*** Opening Supplied data ***
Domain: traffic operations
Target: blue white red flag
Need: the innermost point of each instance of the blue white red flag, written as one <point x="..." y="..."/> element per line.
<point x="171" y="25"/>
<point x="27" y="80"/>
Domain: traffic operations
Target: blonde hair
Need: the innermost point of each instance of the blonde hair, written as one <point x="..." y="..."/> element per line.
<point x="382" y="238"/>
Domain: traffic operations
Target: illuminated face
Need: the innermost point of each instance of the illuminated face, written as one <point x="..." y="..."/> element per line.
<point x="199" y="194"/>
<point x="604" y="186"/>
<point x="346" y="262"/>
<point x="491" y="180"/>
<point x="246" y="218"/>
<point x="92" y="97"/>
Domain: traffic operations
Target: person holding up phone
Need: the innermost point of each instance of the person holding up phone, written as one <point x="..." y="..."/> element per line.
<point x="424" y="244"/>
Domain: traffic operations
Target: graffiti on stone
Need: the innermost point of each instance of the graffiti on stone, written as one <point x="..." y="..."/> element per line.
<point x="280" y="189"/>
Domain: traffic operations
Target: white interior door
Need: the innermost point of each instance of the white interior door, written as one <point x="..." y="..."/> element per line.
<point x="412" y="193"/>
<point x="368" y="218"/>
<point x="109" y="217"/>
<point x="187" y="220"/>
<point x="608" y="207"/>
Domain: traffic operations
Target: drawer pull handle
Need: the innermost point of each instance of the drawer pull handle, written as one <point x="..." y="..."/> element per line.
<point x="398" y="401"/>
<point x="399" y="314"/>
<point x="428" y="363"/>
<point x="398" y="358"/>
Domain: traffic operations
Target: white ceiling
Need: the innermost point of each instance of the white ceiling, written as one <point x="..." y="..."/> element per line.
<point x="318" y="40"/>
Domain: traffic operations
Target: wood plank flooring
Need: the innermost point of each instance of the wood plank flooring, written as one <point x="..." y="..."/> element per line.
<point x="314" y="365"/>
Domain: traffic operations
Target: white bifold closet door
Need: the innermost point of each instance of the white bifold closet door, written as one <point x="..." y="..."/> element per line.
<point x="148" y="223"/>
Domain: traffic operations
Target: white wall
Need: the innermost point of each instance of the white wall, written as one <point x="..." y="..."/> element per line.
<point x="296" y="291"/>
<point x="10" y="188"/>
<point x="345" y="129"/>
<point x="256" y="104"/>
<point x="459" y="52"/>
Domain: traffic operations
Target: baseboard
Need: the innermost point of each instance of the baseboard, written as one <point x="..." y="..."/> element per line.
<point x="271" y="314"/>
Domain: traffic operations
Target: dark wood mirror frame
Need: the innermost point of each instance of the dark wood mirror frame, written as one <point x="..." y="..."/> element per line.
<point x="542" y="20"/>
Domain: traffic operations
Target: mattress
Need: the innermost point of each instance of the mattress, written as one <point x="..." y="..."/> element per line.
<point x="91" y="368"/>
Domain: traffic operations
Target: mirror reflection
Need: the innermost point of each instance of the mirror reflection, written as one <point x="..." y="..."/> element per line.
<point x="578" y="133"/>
*** Closing Supplied data ***
#### [Problem description]
The records above must be transcribed in full, word for word.

#### [Response area]
Domain: traffic operations
Target: blue white red flag
Need: the innermost point of each instance of the blue white red flag, written as one <point x="..." y="..."/> element per line.
<point x="171" y="25"/>
<point x="27" y="80"/>
Domain: traffic operations
Target: blonde hair
Need: the innermost point of each instance of the blonde hair, written as one <point x="..." y="..."/> element per line.
<point x="382" y="238"/>
Domain: traffic operations
Target: illuminated face
Need: the innermost point of each instance of the illuminated face, written as one <point x="..." y="..."/> element per line.
<point x="199" y="194"/>
<point x="604" y="186"/>
<point x="346" y="262"/>
<point x="491" y="180"/>
<point x="246" y="218"/>
<point x="92" y="97"/>
Domain: traffic operations
Target: person holding up phone
Need: the innermost point of each instance of the person holding up phone, written as one <point x="..." y="..."/> element per line.
<point x="424" y="244"/>
Domain: traffic operations
Target: graffiti on stone
Need: the innermost point of each instance of the graffiti on stone, written as one <point x="..." y="..."/> element per line.
<point x="280" y="189"/>
Domain: traffic operations
Target: white interior door
Need: the innermost point of each instance of the white interior door, written as one <point x="..." y="..."/> element per line.
<point x="412" y="193"/>
<point x="368" y="218"/>
<point x="109" y="217"/>
<point x="187" y="220"/>
<point x="608" y="207"/>
Domain: traffic operations
Target: drawer pull handle
Need: the innermost point of each instance of the drawer pull handle, written as one <point x="..." y="..."/> element per line.
<point x="398" y="401"/>
<point x="399" y="314"/>
<point x="428" y="363"/>
<point x="398" y="358"/>
Domain: traffic operations
Target: white ceiling
Need: the innermost point of each instance of the white ceiling, written as one <point x="..." y="..."/> element per line.
<point x="318" y="40"/>
Domain: traffic operations
Target: wood plank flooring
Need: the innermost point of each instance of the wood plank flooring, written as one <point x="..." y="..."/> element per line.
<point x="314" y="365"/>
Domain: traffic operations
Target: white bifold closet door
Need: the innermost point of each instance of the white bifold closet door, written as one <point x="..." y="..."/> element per line.
<point x="148" y="223"/>
Domain: traffic operations
Target: white wall
Need: the innermost point of each instance of the white wall, written as one <point x="..." y="..."/> element per line.
<point x="296" y="291"/>
<point x="10" y="188"/>
<point x="345" y="129"/>
<point x="256" y="104"/>
<point x="459" y="52"/>
Domain: traffic operations
Target: baseboard
Need: the innermost point of each instance of the baseboard, written as one <point x="..." y="..."/> element per line.
<point x="271" y="314"/>
Domain: traffic operations
Target: dark wood mirror frame
Need: the innermost point of each instance of the dark wood mirror frame, written as one <point x="..." y="..."/> element per line.
<point x="542" y="20"/>
Domain: traffic operations
Target: mattress
Need: the innermost point of each instance of the mattress, written as one <point x="..." y="..."/> element per line.
<point x="91" y="368"/>
Domain: traffic operations
Target: mirror reflection
Need: the innermost point of each instance of the mirror reflection, written as one <point x="..." y="..."/> element per line.
<point x="578" y="133"/>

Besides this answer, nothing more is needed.